[Material supplied]

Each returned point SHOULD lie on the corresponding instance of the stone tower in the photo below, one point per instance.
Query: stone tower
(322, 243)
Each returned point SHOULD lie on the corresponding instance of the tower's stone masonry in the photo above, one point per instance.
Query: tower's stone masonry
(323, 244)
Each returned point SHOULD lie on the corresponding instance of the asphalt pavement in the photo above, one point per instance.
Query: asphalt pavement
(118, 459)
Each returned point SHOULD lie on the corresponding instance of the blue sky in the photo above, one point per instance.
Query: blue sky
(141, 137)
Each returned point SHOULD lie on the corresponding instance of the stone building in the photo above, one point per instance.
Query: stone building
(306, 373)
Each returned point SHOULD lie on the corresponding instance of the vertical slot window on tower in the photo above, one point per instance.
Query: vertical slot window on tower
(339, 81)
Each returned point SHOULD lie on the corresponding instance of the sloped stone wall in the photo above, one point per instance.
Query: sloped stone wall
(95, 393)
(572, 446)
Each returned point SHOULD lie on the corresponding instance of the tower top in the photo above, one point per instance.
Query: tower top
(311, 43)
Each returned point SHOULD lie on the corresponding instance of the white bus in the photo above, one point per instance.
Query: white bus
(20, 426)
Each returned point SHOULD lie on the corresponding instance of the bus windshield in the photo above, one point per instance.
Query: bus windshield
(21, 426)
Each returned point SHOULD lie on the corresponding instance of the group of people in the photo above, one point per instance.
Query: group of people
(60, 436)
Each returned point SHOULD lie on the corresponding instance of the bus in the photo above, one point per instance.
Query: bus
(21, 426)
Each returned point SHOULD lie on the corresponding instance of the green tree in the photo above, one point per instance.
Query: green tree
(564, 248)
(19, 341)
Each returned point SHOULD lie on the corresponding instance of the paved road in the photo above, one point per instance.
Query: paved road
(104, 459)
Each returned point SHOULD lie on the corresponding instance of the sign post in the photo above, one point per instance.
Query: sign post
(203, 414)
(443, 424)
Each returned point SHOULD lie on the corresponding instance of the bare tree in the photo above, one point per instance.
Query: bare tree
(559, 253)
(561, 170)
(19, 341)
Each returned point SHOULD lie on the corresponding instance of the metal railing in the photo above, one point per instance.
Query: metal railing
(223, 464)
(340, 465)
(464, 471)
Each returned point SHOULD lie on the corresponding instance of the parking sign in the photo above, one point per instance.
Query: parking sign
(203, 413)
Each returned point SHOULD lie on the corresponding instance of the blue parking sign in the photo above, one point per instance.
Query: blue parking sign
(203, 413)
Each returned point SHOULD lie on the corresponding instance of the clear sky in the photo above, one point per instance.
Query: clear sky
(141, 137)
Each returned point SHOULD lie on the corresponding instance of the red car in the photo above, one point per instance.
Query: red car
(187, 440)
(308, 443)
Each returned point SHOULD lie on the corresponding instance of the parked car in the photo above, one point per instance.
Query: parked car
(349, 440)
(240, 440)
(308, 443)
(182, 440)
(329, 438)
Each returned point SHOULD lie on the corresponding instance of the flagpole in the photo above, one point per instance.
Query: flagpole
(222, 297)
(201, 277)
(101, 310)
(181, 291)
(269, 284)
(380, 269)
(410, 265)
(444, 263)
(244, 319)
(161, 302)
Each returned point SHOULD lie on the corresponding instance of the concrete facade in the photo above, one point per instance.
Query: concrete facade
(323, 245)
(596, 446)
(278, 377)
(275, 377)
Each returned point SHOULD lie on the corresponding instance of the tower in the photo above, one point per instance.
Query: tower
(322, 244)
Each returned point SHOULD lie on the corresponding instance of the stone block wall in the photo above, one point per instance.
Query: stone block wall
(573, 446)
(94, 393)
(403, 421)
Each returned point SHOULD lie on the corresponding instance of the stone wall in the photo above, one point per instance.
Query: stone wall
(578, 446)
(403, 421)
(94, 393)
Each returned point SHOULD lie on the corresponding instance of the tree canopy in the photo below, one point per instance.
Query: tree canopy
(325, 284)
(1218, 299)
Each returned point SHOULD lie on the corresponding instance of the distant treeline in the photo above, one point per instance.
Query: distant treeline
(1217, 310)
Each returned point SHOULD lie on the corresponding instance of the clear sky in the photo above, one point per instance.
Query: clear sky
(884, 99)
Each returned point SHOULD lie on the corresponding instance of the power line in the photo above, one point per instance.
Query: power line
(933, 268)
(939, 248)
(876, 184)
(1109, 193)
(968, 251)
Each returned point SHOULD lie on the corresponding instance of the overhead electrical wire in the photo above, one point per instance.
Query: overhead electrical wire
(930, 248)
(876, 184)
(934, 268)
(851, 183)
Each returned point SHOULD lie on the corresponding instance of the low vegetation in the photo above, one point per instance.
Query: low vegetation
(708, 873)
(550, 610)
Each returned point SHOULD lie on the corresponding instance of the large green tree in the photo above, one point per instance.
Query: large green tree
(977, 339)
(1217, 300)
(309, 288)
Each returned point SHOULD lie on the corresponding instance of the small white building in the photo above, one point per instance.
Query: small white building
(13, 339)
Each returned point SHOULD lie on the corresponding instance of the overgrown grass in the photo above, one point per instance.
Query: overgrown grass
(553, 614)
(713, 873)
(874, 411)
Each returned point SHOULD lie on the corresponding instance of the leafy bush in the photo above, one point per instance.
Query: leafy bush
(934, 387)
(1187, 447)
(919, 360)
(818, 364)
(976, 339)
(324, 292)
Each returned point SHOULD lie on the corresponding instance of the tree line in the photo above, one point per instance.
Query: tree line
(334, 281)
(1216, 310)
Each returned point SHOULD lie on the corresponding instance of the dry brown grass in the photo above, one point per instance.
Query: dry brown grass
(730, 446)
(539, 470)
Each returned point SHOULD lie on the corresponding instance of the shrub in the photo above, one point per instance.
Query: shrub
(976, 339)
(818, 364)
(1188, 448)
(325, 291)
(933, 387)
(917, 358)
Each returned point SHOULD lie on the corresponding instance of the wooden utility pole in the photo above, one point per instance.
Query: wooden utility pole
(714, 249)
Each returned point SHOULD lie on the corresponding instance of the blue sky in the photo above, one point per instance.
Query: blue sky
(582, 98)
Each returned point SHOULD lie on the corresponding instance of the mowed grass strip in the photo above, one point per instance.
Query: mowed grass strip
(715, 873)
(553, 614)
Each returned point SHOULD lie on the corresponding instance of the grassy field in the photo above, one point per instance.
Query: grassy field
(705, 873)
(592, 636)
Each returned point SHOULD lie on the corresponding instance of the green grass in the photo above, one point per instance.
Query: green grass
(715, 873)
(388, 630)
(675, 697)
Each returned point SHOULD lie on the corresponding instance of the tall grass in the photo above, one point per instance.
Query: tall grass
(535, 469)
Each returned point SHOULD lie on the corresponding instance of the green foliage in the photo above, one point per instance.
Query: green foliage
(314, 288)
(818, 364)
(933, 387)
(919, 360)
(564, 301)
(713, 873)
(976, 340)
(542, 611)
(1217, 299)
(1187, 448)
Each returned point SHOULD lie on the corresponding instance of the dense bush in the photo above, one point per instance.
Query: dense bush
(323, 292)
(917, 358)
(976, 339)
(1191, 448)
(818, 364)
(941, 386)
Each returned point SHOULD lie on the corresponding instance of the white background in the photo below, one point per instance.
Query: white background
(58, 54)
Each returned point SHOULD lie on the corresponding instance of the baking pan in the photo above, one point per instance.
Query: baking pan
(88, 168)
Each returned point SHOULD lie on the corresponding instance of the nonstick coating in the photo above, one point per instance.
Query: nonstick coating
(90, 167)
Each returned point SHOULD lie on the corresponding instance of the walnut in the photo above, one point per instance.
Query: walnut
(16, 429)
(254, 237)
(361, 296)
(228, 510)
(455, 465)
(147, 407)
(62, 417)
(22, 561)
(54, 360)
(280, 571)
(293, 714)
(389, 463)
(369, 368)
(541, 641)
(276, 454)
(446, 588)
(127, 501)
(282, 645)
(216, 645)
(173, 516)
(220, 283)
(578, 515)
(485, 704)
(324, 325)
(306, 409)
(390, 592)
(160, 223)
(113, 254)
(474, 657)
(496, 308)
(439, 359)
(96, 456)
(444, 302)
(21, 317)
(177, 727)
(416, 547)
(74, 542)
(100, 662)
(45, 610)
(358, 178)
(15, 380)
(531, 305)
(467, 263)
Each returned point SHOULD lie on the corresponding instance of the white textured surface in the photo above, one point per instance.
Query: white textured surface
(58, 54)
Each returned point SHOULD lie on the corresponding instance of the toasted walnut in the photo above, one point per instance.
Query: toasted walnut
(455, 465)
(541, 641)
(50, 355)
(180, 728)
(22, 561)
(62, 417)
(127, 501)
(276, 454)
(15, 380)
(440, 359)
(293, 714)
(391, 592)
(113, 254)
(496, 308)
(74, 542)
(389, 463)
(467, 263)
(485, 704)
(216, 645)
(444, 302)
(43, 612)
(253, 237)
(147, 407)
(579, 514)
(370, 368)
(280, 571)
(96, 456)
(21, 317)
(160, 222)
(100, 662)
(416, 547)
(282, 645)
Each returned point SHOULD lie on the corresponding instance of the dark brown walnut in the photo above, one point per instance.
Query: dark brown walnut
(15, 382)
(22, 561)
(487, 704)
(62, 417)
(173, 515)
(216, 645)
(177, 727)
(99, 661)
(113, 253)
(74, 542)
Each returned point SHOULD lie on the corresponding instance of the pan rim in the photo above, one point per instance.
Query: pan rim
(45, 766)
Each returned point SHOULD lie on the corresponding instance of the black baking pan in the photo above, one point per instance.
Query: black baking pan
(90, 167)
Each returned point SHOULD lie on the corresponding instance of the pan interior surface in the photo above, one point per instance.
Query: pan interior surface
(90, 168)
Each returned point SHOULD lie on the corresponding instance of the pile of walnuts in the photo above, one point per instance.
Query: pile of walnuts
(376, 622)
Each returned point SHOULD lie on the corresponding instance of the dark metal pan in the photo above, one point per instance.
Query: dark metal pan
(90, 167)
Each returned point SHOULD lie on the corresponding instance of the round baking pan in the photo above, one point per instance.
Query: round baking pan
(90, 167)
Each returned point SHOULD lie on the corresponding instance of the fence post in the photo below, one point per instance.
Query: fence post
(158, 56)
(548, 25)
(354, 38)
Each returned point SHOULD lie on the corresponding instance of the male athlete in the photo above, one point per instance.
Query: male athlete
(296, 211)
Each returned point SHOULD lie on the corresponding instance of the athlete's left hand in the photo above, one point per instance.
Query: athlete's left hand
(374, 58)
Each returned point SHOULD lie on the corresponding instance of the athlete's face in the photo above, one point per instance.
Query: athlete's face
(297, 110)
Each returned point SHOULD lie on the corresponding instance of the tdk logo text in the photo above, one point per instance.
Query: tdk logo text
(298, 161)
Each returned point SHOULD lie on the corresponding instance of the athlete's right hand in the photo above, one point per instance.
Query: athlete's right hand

[Task statement] Starting with the line that contains "of the pile", return each line through the last one of the data above, exactly as written and nothing more.

[Answer for this exercise]
Each returned point SHOULD lie on the corresponding instance of the pile of walnuts in the photo above, one point per instance.
Query: pile of walnuts
(376, 622)
Each returned point SHOULD lie on the corresponding instance of the dark metal pan in the photo above, one point per instance.
Query: dark metal pan
(90, 167)
Each returned point SHOULD lie on the corresponding instance of the round baking pan in the photo above, one point per instance.
Query: round baking pan
(90, 167)
Each returned point SHOULD lie on the corresponding instance of the fence post in the photo below, one point per instance.
Query: fence post
(158, 56)
(548, 25)
(354, 38)
Each returned point SHOULD lie on the corresponding instance of the male athlete in the photo above, one point per instance.
Query: male athlete
(296, 211)
Each returned point SHOULD lie on the corresponding instance of the athlete's left hand in the photo above, one point per instance.
Query: athlete's left hand
(374, 58)
Each returned point SHOULD lie on the corresponding instance of the athlete's face in the photo above, one point per instance.
Query: athlete's face
(297, 110)
Each returned point SHOULD lie on the corresponding instance of the tdk logo text in the photo above, one point per instance.
Query: tdk logo text
(298, 161)
Each returned point SHOULD lie on the corresponding instance of the athlete's right hand in the photo above, one point per instance.
Query: athlete's right hand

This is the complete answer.